BEGIN SOURCE PASSAGE

The Lenormand deck is a fairly convenient replacement for Everway’s Fortune Deck having 36 cards with no minor arcana (i.e. all the cards have pictures and meanings). There is no Usurper, of course.

Using the Petit Lenormand does require some concessions. First, there are normally no reversed meanings in the Lenormand, so either we abandon inverse meanings or invent them — I’m doing the latter.

Second, Lenormand cards are usually read in groups (pairs up to the 36 card Grand Tableau); to make it function like Everway’s Fortune Deck the cards need also to be read on their own.

Third, it’s not possible to map all of Everway’s cards onto the Lenormand, though some fit quite well (Death = Coffin, Trickery = The Fox, etc.). Still the Fortune Deck is a nice starting point giving a range of responses, so where possible I’ve tried to import upright and reversed meanings from the Fortune Deck, though not always to the same card (for example The Bear takes “Simple Strength” from the Peasant card and “Blind Fury” from the Dragon card).

Some of the Fortune Deck cards are an activity (e.g. Sowing Stones, Striking The Dragon’s Tail, Drowning In Armour) which should be taken as a metaphor for the actual thing the PC is doing. None of these are represented very well in the Lenormand deck. Other cards are metaphors for states of being (the Eagle, the Fish, the Cockatrice etc.) and work better. But in all cases we need to reduce the variety of meanings for Lenormand cards into one clear meaning which the GM and players can interpret into the situation. Most of the time the Fortune Deck isn’t used for divining a situation so much as suggesting an outcome to a current risky situation.

END SOURCE PASSAGE
BEGIN EXTRACTED ENTRIES

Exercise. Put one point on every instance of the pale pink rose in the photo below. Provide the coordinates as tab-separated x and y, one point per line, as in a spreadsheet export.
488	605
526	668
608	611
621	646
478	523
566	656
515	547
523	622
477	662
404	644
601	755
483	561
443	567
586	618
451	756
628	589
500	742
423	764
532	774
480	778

END EXTRACTED ENTRIES
BEGIN EXTRACTED ENTRIES

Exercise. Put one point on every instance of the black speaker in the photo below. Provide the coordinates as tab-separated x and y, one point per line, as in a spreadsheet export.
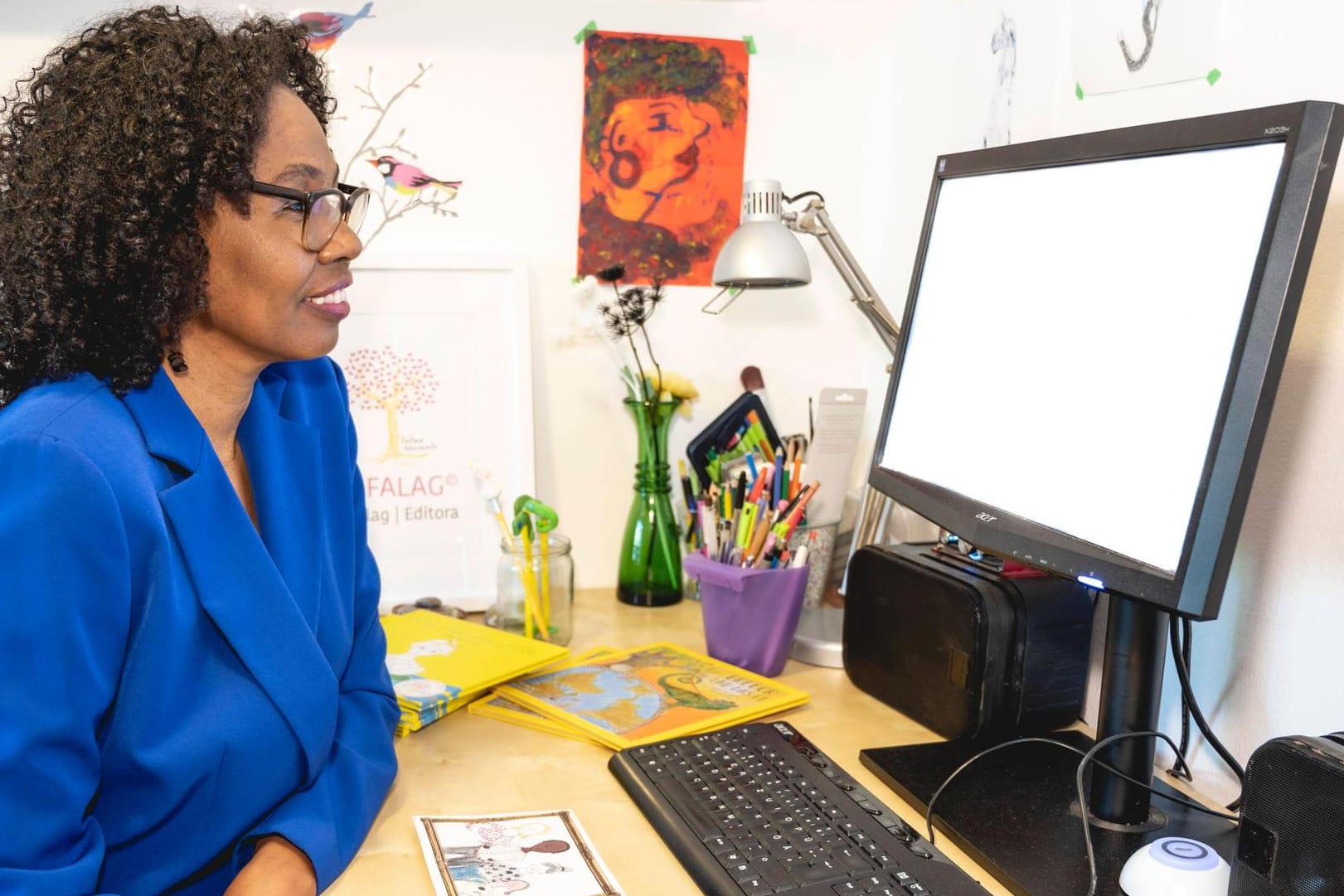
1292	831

END EXTRACTED ENTRIES

DIRECTIONS: Return everything in the passage on the Lenormand deck from "Second, Lenormand cards" down to "on their own.", copied word for word. The listing comes from a separate source.

ANSWER TO THE EXERCISE:
Second, Lenormand cards are usually read in groups (pairs up to the 36 card Grand Tableau); to make it function like Everway’s Fortune Deck the cards need also to be read on their own.